Tuliskan kembali baris-baris pada semua entri di bawah ini dengan mengganti "mask" menjadi "region" tanpa mengubah bagian lainnya.

Entri pelabelan segmentasi:
══════════════════════════════
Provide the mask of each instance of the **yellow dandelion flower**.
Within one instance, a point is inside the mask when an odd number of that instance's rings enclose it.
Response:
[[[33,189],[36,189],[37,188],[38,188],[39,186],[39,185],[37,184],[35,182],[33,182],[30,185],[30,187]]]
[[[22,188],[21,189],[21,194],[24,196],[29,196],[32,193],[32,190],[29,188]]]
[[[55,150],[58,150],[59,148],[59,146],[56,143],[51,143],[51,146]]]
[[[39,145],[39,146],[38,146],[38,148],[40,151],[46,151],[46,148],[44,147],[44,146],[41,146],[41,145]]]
══════════════════════════════
JAWABAN TUGAS:
Provide the region of each instance of the **yellow dandelion flower**.
Within one instance, a point is inside the region when an odd number of that instance's rings enclose it.
Response:
[[[33,189],[36,189],[37,188],[38,188],[39,186],[39,185],[37,184],[35,182],[33,182],[30,185],[30,187]]]
[[[22,188],[21,189],[21,194],[24,196],[29,196],[32,193],[32,190],[29,188]]]
[[[55,150],[58,150],[59,148],[59,146],[56,143],[51,143],[51,146]]]
[[[39,145],[39,146],[38,146],[38,148],[40,151],[46,151],[46,148],[44,147],[44,146],[41,146],[41,145]]]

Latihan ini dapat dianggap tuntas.